(Named-object pointing records)
Begin
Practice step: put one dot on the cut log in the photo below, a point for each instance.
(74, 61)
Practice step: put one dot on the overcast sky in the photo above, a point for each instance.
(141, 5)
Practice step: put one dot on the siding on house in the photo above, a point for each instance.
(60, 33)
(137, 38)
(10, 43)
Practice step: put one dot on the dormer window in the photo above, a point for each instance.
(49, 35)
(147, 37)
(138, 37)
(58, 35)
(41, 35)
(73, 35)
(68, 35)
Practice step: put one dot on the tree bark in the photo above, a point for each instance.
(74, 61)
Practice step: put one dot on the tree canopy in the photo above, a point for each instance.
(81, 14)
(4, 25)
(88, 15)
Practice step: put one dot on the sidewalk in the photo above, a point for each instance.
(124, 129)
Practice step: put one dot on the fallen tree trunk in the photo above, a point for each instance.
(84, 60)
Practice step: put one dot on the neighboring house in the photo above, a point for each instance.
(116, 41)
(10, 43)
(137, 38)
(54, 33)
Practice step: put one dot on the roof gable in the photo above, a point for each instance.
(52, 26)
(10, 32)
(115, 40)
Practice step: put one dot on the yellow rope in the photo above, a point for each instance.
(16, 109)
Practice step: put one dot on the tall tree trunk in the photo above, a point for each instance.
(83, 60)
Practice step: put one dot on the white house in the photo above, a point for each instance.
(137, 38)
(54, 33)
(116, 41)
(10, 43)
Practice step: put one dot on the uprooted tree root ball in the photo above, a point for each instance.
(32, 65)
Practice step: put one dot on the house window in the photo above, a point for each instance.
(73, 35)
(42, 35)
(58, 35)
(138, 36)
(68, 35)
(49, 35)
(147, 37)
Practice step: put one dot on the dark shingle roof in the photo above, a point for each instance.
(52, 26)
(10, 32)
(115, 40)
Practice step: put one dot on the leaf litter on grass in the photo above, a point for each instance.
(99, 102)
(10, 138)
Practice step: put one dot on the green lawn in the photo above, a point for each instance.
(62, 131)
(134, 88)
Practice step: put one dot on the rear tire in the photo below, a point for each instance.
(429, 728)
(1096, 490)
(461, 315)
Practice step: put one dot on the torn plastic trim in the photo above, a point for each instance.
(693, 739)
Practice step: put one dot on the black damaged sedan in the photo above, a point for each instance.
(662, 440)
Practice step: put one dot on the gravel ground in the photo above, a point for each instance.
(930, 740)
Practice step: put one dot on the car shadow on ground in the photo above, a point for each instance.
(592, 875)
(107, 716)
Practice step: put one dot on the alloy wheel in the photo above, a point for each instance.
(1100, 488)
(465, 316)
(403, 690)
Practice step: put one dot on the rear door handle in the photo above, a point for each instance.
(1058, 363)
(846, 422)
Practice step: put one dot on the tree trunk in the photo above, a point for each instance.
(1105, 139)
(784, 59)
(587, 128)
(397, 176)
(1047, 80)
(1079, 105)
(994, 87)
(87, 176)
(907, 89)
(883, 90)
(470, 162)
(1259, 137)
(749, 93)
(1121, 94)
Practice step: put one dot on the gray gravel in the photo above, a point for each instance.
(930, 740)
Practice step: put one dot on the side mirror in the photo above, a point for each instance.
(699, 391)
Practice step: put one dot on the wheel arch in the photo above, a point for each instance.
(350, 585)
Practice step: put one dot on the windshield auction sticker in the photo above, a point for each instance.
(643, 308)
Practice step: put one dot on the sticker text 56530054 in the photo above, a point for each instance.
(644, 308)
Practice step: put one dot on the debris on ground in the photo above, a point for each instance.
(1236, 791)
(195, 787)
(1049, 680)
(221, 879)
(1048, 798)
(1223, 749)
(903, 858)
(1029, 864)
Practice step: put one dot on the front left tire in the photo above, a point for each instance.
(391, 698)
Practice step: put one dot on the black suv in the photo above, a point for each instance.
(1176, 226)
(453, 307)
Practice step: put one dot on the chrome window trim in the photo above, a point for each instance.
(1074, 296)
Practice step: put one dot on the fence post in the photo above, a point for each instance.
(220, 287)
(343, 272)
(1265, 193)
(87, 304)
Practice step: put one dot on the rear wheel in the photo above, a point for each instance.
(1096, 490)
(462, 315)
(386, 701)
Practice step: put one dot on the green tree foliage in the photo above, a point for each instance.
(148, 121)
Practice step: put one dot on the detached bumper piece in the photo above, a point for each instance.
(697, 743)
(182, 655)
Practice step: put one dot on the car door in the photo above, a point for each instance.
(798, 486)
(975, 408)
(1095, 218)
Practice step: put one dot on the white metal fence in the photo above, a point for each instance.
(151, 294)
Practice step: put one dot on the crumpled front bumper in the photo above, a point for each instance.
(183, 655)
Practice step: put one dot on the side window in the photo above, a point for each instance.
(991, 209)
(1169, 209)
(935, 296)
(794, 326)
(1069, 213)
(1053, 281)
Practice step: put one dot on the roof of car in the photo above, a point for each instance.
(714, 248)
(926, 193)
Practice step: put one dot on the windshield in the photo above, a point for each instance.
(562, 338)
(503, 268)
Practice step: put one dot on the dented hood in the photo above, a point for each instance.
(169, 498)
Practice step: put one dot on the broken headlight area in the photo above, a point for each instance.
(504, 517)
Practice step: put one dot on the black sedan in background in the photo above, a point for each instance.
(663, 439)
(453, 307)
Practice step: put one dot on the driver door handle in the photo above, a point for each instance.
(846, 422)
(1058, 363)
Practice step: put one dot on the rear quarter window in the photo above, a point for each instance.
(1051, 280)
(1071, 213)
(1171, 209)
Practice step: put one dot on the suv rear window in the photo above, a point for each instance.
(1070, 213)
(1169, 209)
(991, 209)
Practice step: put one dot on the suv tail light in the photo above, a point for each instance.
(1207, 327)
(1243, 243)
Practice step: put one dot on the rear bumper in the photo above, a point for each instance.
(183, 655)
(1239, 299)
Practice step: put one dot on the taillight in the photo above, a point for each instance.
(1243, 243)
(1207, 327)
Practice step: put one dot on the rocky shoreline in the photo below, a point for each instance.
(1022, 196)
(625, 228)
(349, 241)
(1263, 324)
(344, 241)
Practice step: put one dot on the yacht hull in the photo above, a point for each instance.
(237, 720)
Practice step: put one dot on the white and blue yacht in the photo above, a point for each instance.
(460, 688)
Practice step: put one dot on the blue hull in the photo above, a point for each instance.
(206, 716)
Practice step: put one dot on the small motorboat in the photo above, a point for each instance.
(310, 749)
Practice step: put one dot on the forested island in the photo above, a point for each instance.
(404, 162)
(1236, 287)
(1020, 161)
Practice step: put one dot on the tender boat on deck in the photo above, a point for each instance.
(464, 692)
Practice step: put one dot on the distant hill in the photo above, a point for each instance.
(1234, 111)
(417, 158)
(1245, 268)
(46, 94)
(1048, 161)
End
= EXERCISE OBJECTIVE =
Set all of the records down again, exactly as they stand.

= COMPLETE ANSWER =
Practice step: put one dot on the cut log in the photo below, a point for each instance.
(74, 61)
Practice step: put one dot on the overcast sky in the photo above, a point for each instance.
(141, 5)
Practice step: put one dot on the siding on house in the photo above, a point for each instance.
(60, 33)
(137, 38)
(10, 43)
Practice step: put one dot on the dormer window in the photo above, a point for each instance.
(49, 35)
(147, 37)
(138, 37)
(58, 35)
(41, 35)
(73, 35)
(68, 35)
Practice step: put one dot on the tree bark in the photo above, a point for each instance.
(74, 61)
Practice step: put one dot on the tree canopy in the photo above, a point for each instance.
(81, 14)
(4, 25)
(88, 15)
Practice step: put one dot on the sidewalk in the photo above, a point for each instance.
(124, 129)
Practice step: put one dot on the fallen tree trunk in the photo above, a point for each instance.
(84, 60)
Practice step: put one dot on the neighboring house in the photo above, a point for each instance.
(116, 41)
(10, 43)
(137, 38)
(54, 33)
Practice step: put one dot on the roof gable in the photo above, a point for each instance.
(52, 26)
(10, 32)
(115, 40)
Practice step: put one dot on the yellow rope in the photo above, a point for each instance.
(16, 109)
Practice step: put one dot on the tall tree trunk in the photo above, a point for each instance.
(83, 60)
Practice step: put one dot on the white house in the photo above, a point for each instance.
(137, 38)
(54, 33)
(116, 41)
(10, 43)
Practice step: put one dot on the uprooted tree root ball in the photo above, a point for each instance.
(32, 65)
Practice step: put one dot on the house window in the photo above, a point for each instance.
(73, 35)
(42, 35)
(58, 35)
(138, 36)
(68, 35)
(49, 35)
(147, 37)
Practice step: put one dot on the dark shingle roof in the photo above, a point for each instance.
(52, 26)
(10, 32)
(115, 40)
Practice step: put one dot on the leaf litter on grass in the photo above, a point for each instance.
(99, 102)
(10, 138)
Practice step: put one dot on the green lawn in the photo above, a point for each instance.
(62, 131)
(134, 88)
Practice step: put one dot on the rear tire in the photo below, a point for each instance.
(429, 728)
(1096, 490)
(461, 315)
Practice step: put one dot on the torn plastic trim in the photo above, a point for each instance.
(693, 739)
Practice step: put one dot on the black damaged sedan in the photo above, a point for each instance.
(662, 440)
Practice step: put one dot on the gravel ground in the photo above, a point for each instance.
(930, 740)
Practice step: put one dot on the car shadow on ground in the photo above, a point for each instance.
(592, 875)
(107, 716)
Practice step: put one dot on the alloy wheel in the photo above, a point for each instance.
(1100, 488)
(465, 316)
(403, 690)
Practice step: put one dot on the rear door handle in the photo above, a point for each instance.
(1058, 363)
(846, 422)
Practice step: put one dot on the tree trunk in the photo above, a point for each instance.
(1105, 139)
(784, 59)
(587, 128)
(397, 176)
(1047, 80)
(1079, 105)
(994, 87)
(87, 176)
(907, 89)
(883, 90)
(470, 162)
(1259, 137)
(749, 93)
(1121, 94)
Practice step: put one dot on the gray gravel in the photo above, a point for each instance.
(930, 740)
Practice step: put one dot on the side mirror in the photo above, a point for each instance.
(699, 391)
Practice step: put one dot on the wheel arch in the photo above, a point for each instance.
(350, 585)
Practice step: put one dot on the windshield auction sticker in the photo above, a point for each instance.
(643, 308)
Practice step: put one dot on the sticker text 56530054 in the photo above, a point for each instance.
(644, 308)
Practice step: put one dot on the debris on ground in the photo above, a point for each instance.
(1236, 791)
(195, 787)
(1049, 680)
(221, 879)
(1048, 798)
(1223, 749)
(903, 858)
(1029, 864)
Practice step: put one dot on the front left tire in the photo above, a point for each instance.
(391, 698)
Practice step: put one dot on the black suv in the photo above, a point for each instance.
(1176, 226)
(453, 307)
Practice step: put one dot on the chrome window trim in the photo above, a point for each instance.
(1074, 296)
Practice step: put one dot on the fence post in the photo above, a point for each instance.
(220, 287)
(343, 272)
(1265, 193)
(87, 304)
Practice step: put one dot on the rear wheel in the photo above, a point for each instance.
(1096, 490)
(462, 315)
(386, 701)
Practice step: put one dot on the green tree foliage in the photo above, a point for each instance.
(148, 121)
Practice step: put one dot on the detached bumper piece in the photo above, a point for each instance.
(697, 743)
(182, 655)
Practice step: put one dot on the car door in the photo above, a point for each instance.
(798, 486)
(975, 408)
(1095, 218)
Practice step: put one dot on the white metal fence in the photo above, a point for each instance.
(151, 294)
Practice step: put one dot on the crumpled front bumper in the photo above, a point for each instance.
(183, 655)
Practice step: put one dot on the side window in the photo above, a point for each instance.
(991, 209)
(1169, 209)
(935, 296)
(794, 326)
(1069, 213)
(1053, 281)
Practice step: put one dot on the roof of car in the photo above, a point for each instance.
(714, 248)
(926, 193)
Practice step: put one dot on the windshield in the photo above, a point for each instance.
(562, 338)
(503, 268)
Practice step: put one dot on the dented hood in the photo above, a point for each instance.
(169, 498)
Practice step: put one dot on the broken headlight area in the photo above, a point for each instance.
(504, 517)
Practice step: put one dot on the black sedan in background in the photo above, a point for each instance.
(663, 439)
(453, 307)
Practice step: put one dot on the driver door handle in the photo above, a point for each instance.
(846, 422)
(1058, 363)
Practice step: put one dot on the rear quarter window in the photo above, a point for each instance.
(1051, 280)
(1071, 213)
(1171, 209)
Practice step: put one dot on the suv rear window in the photo above, a point for each instance.
(1070, 213)
(1169, 209)
(991, 209)
Practice step: put one dot on the suv tail light in the photo above, a point for each instance.
(1207, 327)
(1243, 243)
Practice step: put one dot on the rear bumper in the photo above, a point for each instance.
(183, 655)
(1239, 299)
Practice step: put one dot on the taillight in the photo above, a point for each instance.
(1243, 243)
(1207, 327)
Practice step: put one dot on the rocky shoreline in the photo below, a point for each instance.
(1022, 196)
(625, 228)
(349, 241)
(1263, 324)
(344, 241)
Practice step: put one dot on the yacht hull in the photo above, a point for each instance.
(237, 720)
Practice step: put one dot on the white and blue yacht in the photo above, a point for each instance.
(460, 688)
Practice step: put one dot on the blue hull in the photo above, a point for each instance.
(206, 716)
Practice step: put one dot on the small motorboat in the photo above, a point for each instance.
(310, 749)
Practice step: put one dot on the forested island in the photo above, a point for each instance.
(404, 162)
(1236, 287)
(1020, 161)
Practice step: put one dot on the tender boat on deck in the photo above, a point for each instance.
(464, 692)
Practice step: put one dot on the distant hill in the photo above, a point for each instance.
(1234, 111)
(417, 158)
(1245, 268)
(46, 94)
(1048, 161)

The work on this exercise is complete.